▸ Fragmento del texto:
Nota y fotografía tomadas del periódico "Desde Boedo".

Vestidos de cartulina


(De Mónica López Ocón)

El narrador de un cuento de Borges dice haber encontrado el aleph en una casa de la calle Garay que muy pronto sería demolida. Las calles del Sur parecen albergar tesoros escondidos. Desde que en el siglo XIX la fiebre amarilla desplazó a los vecinos ricos hacia el Norte, en el Sur sólo quedaron objetos cuyo valor, incalculable, puede medirse únicamente en unidades literarias que conforman el relato del pasado. Mucho después de la epidemia que, se comenta, enterró muchos muertos en lo que hoy es la placita Garay, la autopista vino a darle, de manera definitiva, un carácter insular. Los autos que circulan por ella a toda velocidad son el cerco de un tiempo que transcurre lento. En San Cristóbal, por ejemplo, la polución que envenena el aire no proviene tanto de los desechos de los caños de escape como de las partículas tóxicas del ayer que flotan sobre las personas y las casas formando una nube de smog anacrónico. Doblando desde Pasco por San Juan, una cuadra o dos antes de llegar a Entre Ríos, hay una juguetería polvorienta. Quien se detenga en la vidriera podrá observar que los juguetes que ofrece, aunque de fabricación reciente, tienen una evidente pátina de otro tiempo. Quizá sea el polvillo que se acumula en los estantes, o la vidriera enorme que representa de manera escenográfica la desmesura que tienen las cosas en la infancia. Lo cierto es que allí, hasta los autitos a control remoto y las muñecas que tienen un llanto alimentado a batería provocan un efecto de nostalgia anacrónica. Los chicos que compran sus juguetes en la juguetería polvorienta de la calle San Juan terminan jugando, fantasmagóricamente, con los juguetes de sus padres y sus abuelos. Intoxicados por el aire espeso en el que flotan partículas del pasado, navegan por infancias ajenas de las que quizás escucharon idealizadas referencias en las charlas familiares. Aunque no sea cierto, siempre se tiende a pensar que la felicidad está en otro tiempo, en algún barrio remoto de la memoria al que ya no se puede volver. Invirtiendo el orden las tareas escolares, se vive con la convicción de que los años de la infancia son la versión definitiva de nuestra vida, de la que a través del tiempo vamos escribiendo sucesivos borradores cada vez más imperfectos y tachados, llenos de faltas de ortografía y de traiciones a aquel original que recordamos magnífico.
En aquella juguetería de la calle San Juan de la que hablo, mi madre me compraba unos libritos de cartulina, parecidos a los de colorear figuras siguiendo unos modelos. Pero éstos eran para recortar vestidos que, doblándoles las pequeñas pestañas que sobresalían del contorno, vestían a la niña de cartulina que también venía impresa en el librito. No conozco a ninguna mujer de mi edad, ni incluso más joven, que no recuerde esos vestidos de cartulina con fascinación. Es que ese juguete constituía uno de esos raros privilegios de la infancia: el de lograr lo que luego será imposible. Un simple cambio  de atuendo provocaba un cambio de identidad. He vestido a esas muñecas de cartulina sucesivamente de odaliscas de Las Mil y una Noches, de marineras, de niñas, de enfermeras, españolas... Junto con aquellas muñecas casi sin espesor, yo misma mutaba constantemente, como si me sujetara identidades nuevas apenas con unas pestañas de cartulina.

▸ Datos proporcionados:
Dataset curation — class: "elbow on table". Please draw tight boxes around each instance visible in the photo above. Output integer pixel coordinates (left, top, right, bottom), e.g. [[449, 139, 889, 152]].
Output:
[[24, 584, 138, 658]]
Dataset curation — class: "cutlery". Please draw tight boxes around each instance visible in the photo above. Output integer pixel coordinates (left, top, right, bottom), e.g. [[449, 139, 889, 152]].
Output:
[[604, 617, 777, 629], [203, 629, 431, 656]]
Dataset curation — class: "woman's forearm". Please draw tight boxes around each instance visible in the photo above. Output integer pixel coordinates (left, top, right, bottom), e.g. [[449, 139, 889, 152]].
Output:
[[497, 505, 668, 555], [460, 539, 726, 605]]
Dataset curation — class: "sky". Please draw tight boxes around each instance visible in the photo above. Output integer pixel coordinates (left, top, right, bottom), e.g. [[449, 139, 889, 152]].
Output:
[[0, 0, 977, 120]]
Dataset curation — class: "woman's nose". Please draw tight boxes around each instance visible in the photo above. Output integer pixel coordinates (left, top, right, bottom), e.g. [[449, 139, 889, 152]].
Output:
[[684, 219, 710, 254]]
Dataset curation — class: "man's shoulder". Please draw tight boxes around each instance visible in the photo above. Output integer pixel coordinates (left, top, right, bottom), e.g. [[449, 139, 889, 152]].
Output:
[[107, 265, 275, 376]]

▸ Ejercicio:
Por favor, responde estas preguntas según la nota sobre los vestidos de cartulina:
(a) ¿En qué calle estaba la casa donde el narrador del cuento de Borges dice haber encontrado el aleph?
(b) ¿Qué desplazó a los vecinos ricos hacia el Norte en el siglo XIX?
(c) ¿Qué le compraba su madre a quien narra en la juguetería de la calle San Juan?

▸ Respuesta:
(a) En la calle Garay.
(b) La fiebre amarilla.
(c) Unos libritos de cartulina para recortar vestidos con los que se vestía a la niña de cartulina impresa en el mismo librito.